━━ Listed records ━━

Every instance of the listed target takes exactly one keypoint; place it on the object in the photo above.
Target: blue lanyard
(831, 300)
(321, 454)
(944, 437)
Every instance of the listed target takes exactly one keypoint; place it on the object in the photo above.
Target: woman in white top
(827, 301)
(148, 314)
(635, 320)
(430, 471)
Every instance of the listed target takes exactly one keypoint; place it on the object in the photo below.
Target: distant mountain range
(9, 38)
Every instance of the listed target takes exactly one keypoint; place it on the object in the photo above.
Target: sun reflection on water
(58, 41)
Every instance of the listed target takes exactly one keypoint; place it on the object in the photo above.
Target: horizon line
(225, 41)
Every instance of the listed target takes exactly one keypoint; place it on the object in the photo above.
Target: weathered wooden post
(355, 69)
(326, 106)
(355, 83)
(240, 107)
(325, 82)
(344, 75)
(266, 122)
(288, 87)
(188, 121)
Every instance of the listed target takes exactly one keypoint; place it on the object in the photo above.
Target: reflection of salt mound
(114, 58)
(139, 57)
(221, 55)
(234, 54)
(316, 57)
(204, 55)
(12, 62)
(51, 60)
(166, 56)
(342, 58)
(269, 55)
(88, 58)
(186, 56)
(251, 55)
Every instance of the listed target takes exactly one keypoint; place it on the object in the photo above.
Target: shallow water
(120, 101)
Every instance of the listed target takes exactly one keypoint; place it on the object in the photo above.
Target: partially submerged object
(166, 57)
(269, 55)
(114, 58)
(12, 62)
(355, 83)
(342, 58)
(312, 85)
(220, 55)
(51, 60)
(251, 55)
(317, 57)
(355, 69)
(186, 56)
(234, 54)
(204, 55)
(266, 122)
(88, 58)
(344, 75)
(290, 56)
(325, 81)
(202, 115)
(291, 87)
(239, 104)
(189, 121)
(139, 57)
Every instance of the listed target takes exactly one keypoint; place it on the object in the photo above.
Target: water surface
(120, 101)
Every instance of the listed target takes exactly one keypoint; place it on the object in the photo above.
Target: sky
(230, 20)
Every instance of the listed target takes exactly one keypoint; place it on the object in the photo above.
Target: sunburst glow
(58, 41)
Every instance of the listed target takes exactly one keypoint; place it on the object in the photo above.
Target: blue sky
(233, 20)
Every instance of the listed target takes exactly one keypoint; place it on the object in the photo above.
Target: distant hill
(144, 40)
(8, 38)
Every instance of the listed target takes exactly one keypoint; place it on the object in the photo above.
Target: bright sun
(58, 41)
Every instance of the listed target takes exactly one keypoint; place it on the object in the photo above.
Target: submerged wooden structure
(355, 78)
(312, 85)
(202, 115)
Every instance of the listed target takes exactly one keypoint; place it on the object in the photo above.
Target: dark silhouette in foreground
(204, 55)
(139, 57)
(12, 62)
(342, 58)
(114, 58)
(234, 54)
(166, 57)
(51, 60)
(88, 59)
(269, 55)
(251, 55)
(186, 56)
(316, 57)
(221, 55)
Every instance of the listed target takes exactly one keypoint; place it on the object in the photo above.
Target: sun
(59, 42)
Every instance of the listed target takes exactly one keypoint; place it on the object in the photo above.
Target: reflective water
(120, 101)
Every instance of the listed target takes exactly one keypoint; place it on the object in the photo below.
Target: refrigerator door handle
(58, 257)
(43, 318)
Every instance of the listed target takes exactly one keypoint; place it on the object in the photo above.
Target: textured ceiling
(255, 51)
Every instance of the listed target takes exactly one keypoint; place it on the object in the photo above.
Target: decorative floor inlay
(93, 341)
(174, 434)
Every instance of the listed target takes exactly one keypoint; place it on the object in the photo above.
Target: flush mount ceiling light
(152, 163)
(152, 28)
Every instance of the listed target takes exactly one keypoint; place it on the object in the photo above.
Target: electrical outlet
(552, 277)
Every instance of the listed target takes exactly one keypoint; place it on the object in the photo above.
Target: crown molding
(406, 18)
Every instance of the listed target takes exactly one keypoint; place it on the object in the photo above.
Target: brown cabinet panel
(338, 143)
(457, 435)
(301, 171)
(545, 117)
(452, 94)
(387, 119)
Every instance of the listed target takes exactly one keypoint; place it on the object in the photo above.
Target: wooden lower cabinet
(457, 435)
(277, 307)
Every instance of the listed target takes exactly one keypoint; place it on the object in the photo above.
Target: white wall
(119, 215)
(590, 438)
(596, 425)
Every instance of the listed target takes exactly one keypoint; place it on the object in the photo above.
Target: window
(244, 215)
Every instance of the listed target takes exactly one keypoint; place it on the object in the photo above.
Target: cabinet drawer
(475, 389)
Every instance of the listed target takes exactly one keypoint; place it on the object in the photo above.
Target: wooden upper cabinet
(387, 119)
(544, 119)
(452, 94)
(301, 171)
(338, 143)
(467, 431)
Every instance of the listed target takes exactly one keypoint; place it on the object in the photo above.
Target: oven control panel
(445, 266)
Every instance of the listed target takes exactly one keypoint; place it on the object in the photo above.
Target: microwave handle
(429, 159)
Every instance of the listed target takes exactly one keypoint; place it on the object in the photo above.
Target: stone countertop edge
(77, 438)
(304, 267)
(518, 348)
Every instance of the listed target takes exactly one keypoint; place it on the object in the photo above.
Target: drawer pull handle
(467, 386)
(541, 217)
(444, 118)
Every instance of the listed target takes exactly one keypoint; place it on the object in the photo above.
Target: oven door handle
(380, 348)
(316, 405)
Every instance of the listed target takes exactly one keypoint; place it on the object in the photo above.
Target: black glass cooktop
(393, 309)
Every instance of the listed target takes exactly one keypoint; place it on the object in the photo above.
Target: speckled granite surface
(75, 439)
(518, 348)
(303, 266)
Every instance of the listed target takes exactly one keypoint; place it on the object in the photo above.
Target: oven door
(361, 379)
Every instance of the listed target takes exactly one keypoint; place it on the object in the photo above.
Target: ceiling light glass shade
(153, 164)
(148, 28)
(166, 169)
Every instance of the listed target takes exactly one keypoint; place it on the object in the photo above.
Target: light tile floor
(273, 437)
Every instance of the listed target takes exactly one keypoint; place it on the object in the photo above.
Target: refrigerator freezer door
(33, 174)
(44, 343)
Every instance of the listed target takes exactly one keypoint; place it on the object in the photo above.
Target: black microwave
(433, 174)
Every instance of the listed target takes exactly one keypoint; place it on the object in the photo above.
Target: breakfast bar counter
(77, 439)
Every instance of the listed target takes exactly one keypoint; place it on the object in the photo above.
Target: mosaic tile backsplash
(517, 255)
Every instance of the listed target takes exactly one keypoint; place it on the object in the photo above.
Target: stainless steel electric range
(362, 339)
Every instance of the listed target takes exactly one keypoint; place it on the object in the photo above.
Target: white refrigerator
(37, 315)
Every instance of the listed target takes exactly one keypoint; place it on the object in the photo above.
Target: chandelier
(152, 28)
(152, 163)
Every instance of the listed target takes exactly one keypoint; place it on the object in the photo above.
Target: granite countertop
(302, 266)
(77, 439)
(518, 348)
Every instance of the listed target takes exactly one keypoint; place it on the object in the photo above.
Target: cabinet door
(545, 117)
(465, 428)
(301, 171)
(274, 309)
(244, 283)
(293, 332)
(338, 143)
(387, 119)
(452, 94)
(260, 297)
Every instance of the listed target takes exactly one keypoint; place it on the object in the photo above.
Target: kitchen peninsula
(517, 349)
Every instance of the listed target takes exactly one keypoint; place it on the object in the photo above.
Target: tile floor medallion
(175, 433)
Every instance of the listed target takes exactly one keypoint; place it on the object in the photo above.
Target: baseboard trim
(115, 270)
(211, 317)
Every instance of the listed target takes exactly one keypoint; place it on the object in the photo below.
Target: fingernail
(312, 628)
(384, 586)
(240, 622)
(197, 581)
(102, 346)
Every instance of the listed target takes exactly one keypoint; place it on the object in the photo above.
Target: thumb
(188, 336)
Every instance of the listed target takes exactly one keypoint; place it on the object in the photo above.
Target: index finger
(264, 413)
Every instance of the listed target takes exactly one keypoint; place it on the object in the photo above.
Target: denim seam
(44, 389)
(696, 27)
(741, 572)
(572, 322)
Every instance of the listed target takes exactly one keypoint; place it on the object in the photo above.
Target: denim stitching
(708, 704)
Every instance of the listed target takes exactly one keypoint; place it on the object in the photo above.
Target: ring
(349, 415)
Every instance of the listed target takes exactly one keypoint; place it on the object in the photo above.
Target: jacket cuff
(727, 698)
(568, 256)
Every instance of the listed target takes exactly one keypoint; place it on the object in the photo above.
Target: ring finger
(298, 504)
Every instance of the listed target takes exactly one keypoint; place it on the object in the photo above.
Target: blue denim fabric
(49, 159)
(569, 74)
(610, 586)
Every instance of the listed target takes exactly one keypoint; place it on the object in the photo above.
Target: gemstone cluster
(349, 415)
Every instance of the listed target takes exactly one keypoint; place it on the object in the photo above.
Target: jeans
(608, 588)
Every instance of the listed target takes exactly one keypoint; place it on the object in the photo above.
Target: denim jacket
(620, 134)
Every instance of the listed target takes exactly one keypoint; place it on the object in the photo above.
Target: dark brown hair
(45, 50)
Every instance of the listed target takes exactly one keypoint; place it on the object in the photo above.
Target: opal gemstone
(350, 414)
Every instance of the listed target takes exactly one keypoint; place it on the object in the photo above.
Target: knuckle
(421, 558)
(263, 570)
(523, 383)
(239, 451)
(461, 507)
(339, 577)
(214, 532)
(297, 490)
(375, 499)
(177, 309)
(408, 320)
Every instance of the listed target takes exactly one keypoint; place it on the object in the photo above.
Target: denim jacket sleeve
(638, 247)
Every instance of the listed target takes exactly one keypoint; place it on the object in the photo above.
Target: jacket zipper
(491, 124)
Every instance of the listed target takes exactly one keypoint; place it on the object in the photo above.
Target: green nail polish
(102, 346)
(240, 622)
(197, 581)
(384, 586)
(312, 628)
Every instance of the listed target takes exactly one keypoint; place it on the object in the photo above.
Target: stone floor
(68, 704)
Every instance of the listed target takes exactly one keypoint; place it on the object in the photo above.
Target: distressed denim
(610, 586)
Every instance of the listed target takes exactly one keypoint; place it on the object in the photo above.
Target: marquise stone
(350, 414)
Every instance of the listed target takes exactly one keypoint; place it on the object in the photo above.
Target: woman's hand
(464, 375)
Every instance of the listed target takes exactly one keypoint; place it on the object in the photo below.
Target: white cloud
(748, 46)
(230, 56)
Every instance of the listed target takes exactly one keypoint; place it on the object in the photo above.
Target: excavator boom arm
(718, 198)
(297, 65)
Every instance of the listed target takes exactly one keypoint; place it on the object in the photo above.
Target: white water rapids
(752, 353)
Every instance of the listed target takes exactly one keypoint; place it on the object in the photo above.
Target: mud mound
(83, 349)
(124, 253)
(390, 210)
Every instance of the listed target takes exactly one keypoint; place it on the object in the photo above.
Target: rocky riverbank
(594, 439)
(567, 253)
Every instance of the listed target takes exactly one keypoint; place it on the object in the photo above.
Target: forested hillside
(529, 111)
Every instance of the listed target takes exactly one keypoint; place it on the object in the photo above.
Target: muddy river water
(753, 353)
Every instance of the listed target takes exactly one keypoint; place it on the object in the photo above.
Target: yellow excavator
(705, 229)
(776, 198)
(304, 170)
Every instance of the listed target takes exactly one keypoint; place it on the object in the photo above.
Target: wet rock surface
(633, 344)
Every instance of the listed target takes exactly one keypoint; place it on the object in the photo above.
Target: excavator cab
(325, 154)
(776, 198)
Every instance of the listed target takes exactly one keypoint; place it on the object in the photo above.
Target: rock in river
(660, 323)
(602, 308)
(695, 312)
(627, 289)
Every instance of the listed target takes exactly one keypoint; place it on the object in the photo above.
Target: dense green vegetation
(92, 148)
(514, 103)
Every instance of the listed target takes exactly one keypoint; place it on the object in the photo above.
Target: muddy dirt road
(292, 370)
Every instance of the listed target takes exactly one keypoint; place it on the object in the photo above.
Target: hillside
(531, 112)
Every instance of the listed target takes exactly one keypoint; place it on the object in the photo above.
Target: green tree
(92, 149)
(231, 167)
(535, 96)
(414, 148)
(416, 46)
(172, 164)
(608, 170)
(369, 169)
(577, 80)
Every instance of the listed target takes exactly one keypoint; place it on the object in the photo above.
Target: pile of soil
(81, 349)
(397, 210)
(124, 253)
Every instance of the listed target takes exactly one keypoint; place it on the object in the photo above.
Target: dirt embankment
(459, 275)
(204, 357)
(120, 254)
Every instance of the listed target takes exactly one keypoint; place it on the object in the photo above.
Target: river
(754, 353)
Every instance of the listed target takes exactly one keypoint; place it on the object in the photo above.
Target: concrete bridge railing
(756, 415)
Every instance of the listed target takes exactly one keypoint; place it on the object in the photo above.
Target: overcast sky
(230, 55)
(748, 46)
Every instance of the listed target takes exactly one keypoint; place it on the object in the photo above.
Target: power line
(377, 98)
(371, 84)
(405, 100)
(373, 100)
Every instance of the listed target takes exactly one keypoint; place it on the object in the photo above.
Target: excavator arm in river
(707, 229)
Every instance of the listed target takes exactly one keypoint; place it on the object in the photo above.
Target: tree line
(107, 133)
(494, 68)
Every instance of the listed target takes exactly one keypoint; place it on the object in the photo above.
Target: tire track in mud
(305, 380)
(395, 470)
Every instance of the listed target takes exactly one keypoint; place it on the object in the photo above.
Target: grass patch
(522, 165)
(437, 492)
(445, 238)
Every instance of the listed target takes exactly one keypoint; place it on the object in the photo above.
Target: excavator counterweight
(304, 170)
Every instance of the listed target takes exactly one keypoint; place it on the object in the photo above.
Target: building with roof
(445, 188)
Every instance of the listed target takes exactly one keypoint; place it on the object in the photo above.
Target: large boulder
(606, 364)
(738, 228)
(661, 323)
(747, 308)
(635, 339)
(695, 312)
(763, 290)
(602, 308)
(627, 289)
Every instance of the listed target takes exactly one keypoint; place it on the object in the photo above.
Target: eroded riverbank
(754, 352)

━━━

Each line from the one that contains "Target: excavator counterweight" through the end of the material above should be returned exactly, and nothing else.

• **Answer to the problem**
Target: excavator counterweight
(304, 170)
Every instance of the listed target takes exactly one keypoint; place it on the object in the photo above.
Target: building with roof
(445, 188)
Every instance of the listed target takes exactly one keypoint; place it on the object in the photo above.
Target: large boulder
(606, 364)
(738, 228)
(661, 323)
(747, 308)
(635, 339)
(695, 312)
(763, 290)
(602, 308)
(627, 289)
Every instance of the listed target takes exactly one keypoint; place it on the object in the photo above.
Target: eroded riverbank
(754, 352)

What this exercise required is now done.